● **CONSIGNES DE TRAVAIL**:
• a. D'après le texte sur l'eau, que devient le volume de l'eau quand elle gèle ?
• b. Reprenez le texte sur l'eau à la suite de sa dernière phrase.

L'eau: une question de vie ou de mort
    Pour de nombreuses personnes, l'eau est un corps incolore, inodore et insipide. Cette définition, apprise à l'école primaire, laisse une impression de banalité que les commodités d'utilisation dans nos régions ont fortement renforcée. En réalité, l'eau est une substance tout à fait extraordinaire, par ses caractéristiques propres mais aussi par le rôle multiple qu'elle joue dans la marche du monde. Elle est le sang de la terre. Elle participe à l'épanouissement de notre bien-être et au développement de notre société, mais elle est tellement omniprésente que nous en oublions son importance.
    En fait, rien ne serait possible sans elle. Substance extraordinaire, elle l'est car beaucoup de ses propriétés physiques et chimiques constituent des exceptions aux règles générales. Lorsqu'elle gèle et devient solide, elle augmente de volume au lieu de diminuer comme le font la plupart des autres substances et la portion solidifiée est plus légère que la portion restée liquide. L'eau est également capable d'absorber ou de libérer plus de chaleur que la plupart des substances courantes. Avec la complicité de la température, l'eau détermine les climats, donc la répartition des plantes et des animaux sur la terre, modèle la face de la planète, fait lever les récoltes.

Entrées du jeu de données
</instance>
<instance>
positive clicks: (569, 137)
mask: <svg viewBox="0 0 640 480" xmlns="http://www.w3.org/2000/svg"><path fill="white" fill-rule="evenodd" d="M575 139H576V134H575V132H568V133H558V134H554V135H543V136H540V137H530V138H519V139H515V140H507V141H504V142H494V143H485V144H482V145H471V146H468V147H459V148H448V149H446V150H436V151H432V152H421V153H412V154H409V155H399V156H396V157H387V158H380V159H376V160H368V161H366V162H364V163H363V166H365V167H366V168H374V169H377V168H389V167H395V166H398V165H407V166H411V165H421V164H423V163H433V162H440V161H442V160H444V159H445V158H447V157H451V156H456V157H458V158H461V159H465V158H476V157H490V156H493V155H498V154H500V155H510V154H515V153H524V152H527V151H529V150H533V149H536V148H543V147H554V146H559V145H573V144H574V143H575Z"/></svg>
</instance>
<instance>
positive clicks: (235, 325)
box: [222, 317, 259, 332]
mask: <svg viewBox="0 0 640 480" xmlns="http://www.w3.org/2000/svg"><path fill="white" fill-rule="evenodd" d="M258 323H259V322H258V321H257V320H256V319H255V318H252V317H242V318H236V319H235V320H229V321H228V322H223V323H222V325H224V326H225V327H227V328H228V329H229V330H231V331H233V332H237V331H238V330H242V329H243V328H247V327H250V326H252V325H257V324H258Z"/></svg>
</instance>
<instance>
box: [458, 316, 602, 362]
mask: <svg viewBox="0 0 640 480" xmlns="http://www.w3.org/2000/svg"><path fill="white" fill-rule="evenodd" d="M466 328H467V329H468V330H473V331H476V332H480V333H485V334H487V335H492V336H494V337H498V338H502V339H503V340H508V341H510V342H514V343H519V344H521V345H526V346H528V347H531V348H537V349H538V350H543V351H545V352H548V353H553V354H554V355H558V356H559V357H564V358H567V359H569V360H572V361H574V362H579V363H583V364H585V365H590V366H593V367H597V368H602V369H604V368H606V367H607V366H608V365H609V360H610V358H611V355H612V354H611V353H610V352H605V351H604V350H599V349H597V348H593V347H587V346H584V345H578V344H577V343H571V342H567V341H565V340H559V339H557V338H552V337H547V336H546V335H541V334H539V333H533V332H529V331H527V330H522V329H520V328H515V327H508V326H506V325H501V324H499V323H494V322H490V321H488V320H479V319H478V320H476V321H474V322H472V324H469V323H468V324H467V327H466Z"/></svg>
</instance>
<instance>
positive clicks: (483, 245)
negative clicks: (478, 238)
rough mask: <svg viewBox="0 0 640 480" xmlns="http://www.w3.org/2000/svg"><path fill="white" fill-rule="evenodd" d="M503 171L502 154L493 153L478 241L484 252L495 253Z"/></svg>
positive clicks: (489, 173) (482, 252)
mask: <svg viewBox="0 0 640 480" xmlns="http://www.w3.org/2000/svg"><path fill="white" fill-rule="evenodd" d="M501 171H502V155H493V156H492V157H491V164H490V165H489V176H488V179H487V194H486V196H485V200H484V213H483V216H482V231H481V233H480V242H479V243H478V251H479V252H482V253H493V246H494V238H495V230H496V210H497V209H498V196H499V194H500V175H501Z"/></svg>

● **CORRIGÉ DE L'EXERCICE**:
• a. Il augmente au lieu de diminuer.

• b.
    La vie est possible sans air pour certains organismes microscopiques mais pas sans eau. Leau est le corps naturel qui constitue la plus grande partie des êtres vivants: environ 66% du poids corporel humain, 80% chez les champignons et jusqu'à 98% chez certains organismes marins comme les méduses. Dans chaque individu, l'eau assure le maintien des structures et des équilibres cellulaires; grâce à ses capacités de solvant, elle permet la distribution et le transit des sels minéraux, des gaz et des molécules organiques solubles et, par conséquent, le transport des aliments et des déchets, la synthèse de la matière et la croissance des individus. L'eau intervient également dans de nombreux processus technologiques comme source d'énergie mais aussi comme élément de constitution et de fonctionnement. Leau est indispensable et pourtant l'eau de qualité commence à manquer, même dans les pays où elle constitue, ce que peu de gens réalisent à sa juste valeur, l'une des principales richesses. Une attitude irresponsable a conduit l'homme à utiliser l'eau comme le véhicule privilégié de ses déchets.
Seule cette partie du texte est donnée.